**Source data**
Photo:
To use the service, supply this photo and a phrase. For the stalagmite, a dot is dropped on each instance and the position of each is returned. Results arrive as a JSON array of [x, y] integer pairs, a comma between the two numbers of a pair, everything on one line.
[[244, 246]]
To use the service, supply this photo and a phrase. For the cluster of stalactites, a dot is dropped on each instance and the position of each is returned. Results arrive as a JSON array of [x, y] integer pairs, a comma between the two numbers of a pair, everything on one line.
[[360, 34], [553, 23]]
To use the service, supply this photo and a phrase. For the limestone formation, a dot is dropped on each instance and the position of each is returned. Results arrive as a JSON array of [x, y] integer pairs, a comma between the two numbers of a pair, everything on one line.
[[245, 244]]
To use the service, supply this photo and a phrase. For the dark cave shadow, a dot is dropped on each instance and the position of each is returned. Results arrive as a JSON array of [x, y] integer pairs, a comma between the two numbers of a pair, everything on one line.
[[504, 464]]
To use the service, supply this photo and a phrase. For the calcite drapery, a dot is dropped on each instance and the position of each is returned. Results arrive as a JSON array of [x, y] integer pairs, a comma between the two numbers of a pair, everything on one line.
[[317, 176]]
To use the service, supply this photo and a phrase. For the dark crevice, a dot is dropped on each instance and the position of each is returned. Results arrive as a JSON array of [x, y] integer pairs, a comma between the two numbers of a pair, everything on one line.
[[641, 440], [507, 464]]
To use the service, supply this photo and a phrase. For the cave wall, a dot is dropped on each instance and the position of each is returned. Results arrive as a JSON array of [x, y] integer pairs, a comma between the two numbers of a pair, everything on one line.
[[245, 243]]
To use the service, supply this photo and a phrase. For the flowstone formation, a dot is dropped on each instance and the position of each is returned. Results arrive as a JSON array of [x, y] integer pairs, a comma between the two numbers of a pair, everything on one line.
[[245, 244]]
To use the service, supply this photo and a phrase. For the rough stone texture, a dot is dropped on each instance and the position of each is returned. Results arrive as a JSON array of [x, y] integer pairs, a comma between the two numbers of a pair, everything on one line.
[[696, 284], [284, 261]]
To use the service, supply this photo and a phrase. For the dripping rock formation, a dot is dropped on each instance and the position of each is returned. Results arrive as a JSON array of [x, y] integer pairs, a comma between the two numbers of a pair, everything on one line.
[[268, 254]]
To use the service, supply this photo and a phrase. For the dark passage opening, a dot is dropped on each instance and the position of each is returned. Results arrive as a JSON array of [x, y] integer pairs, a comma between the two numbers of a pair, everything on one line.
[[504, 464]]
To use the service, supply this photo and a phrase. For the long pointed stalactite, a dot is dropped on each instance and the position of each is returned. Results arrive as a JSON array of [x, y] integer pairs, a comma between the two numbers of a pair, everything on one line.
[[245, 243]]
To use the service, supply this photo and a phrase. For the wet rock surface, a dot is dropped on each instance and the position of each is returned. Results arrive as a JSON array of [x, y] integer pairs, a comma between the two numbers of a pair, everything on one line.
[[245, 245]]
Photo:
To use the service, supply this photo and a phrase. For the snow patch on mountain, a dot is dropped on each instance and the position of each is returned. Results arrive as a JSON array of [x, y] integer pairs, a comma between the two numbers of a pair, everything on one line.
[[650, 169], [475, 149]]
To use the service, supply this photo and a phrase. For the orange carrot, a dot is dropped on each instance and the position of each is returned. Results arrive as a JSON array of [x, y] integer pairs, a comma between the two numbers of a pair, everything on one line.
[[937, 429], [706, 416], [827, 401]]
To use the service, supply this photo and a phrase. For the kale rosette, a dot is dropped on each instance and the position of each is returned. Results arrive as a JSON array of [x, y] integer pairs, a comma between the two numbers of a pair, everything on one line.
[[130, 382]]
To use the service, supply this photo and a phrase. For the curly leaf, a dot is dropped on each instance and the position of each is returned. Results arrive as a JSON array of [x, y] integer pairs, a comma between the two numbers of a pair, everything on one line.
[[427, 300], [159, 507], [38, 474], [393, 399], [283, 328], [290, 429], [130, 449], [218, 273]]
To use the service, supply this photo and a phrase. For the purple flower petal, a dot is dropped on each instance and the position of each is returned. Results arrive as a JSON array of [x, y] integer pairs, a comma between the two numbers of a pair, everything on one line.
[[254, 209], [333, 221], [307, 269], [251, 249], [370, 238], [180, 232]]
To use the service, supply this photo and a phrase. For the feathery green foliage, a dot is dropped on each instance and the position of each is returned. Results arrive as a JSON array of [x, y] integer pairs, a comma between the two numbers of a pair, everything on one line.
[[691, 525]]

**Work to complete**
Using the data above, reproduce every line exactly.

**Expected output**
Photo:
To use the service, supply this photo and a phrase. For the stalagmite, a dot is dropped on each instance and the position of each is returned. Results arrive as a JSON array of [x, y] integer pairs, a comma between the two numbers of a pair, everything on one line.
[[244, 246]]
To use the service, supply this photo and a phrase. For the cluster of stalactites, a dot is dropped on each instance and the position of each is returned. Results arrive as a JSON array of [x, y] integer pairs, a comma between the two numbers of a pair, everything on one line.
[[360, 34], [553, 23]]
To use the service, supply this photo and a phrase. For the limestone formation, a dot is dropped on each instance and the position of each is returned. Results arrive as a JSON array of [x, y] integer pairs, a comma between the two numbers of a pair, everything on one line.
[[245, 244]]
To use the service, supply this photo and a phrase. For the dark cave shadow, a dot is dropped on each instance and the position of each is returned. Results arrive as a JSON array of [x, y] integer pairs, a comma between the two numbers of a pair, everything on one line.
[[504, 464]]
To use the service, supply this photo and a phrase. For the calcite drapery, a dot is dropped on each instance and the position of each is returned. Results arrive as a JSON array of [x, y] integer pairs, a comma between the two numbers of a pair, everything on one line.
[[317, 176]]
To use the service, supply this photo and a phrase. For the dark crevice, a dot is dropped on each instance and the position of each is returned. Results arrive as a JSON array of [x, y] integer pairs, a comma between the two numbers of a pair, everything on one line.
[[641, 440], [507, 464]]
To use the service, supply this photo and a phrase. For the cave wall, a dot is dropped on each instance and the position of each is returned. Results arrive as a JSON array of [x, y] integer pairs, a comma between the two numbers of a pair, everything on one line.
[[245, 243]]
To use the service, supply this photo and a phrase. For the flowstone formation, a dot is dropped on each instance and the position of each is returned. Results arrive as a JSON array of [x, y] integer pairs, a comma between the two numbers of a pair, everything on one line.
[[245, 244]]
To use the service, supply this photo and a phrase. For the rough stone texture, a dot is dropped on each instance and the position of each is returned. Results arrive as a JSON array of [x, y] integer pairs, a comma between the two numbers of a pair, everything on one line.
[[696, 284], [284, 261]]
To use the service, supply this photo and a phrase. For the dripping rock formation, a dot is dropped on each instance and the position of each is returned. Results arrive as a JSON array of [x, y] integer pairs, a comma between the two numbers of a pair, everything on one line.
[[268, 254]]
To use the service, supply this photo and a phrase. For the dark passage opening, a dot is dropped on each instance and the position of each is returned. Results arrive as a JSON array of [x, y] integer pairs, a comma between the two numbers of a pair, everything on one line.
[[504, 464]]
To use the service, supply this photo and a phrase. For the long pointed stalactite, a dot is dropped on each instance and the position of each is returned. Results arrive as a JSON array of [x, y] integer pairs, a comma between the two numbers of a pair, everything on one line.
[[245, 243]]
To use the service, supply this photo and a phrase. For the wet rock surface, a dot is dropped on each instance and the position of each is returned. Results arrive as a JSON array of [x, y] integer pairs, a comma between the two numbers of a pair, everything on one line.
[[245, 245]]
Photo:
To use the service, supply this photo and a phrase. For the snow patch on mountain, a dot is dropped on each instance and the position of each is returned. Results arrive as a JSON array of [x, y] integer pairs, a comma between the two numbers of a pair, everything on one line.
[[650, 169], [475, 149]]
To use the service, supply this photo and a phrase. For the orange carrot, a dot is dropped on each instance and the position of each is returned. Results arrive as a JSON array of [x, y] integer pairs, a comma between the two numbers of a pair, everything on one line.
[[937, 429], [706, 416], [827, 401]]
To use the service, supply this photo and a phrase. For the kale rosette, a dot is dropped on each instance and the position of each is returned. Results arrive as a JSON array of [x, y] integer pairs, a comma between the two numbers of a pair, everything on one line.
[[130, 382]]
To use the service, supply this photo and a phrase. For the curly leaf, a dot is dropped on each instance and the position of each is returned. Results arrive as a JSON array of [x, y] integer pairs, a comma between the two numbers of a pair, everything on one line.
[[427, 300], [159, 507], [38, 474], [393, 399], [283, 328], [290, 429], [130, 449], [218, 273]]
To use the service, supply this photo and a phrase. For the purple flower petal, a dot is dropped on each instance and the position of each is returned. Results arrive as a JSON array of [x, y] integer pairs, a comma between the two numbers of a pair, everything on one line.
[[254, 209], [333, 221], [307, 269], [251, 249], [370, 238], [180, 232]]
To use the service, supply this photo and a phrase. For the feathery green foliage, a dot is dropped on each instance and the position of each is returned. Results arrive as a JSON array of [x, y] integer pairs, a comma between the two numbers of a pair, everything on one line.
[[691, 525]]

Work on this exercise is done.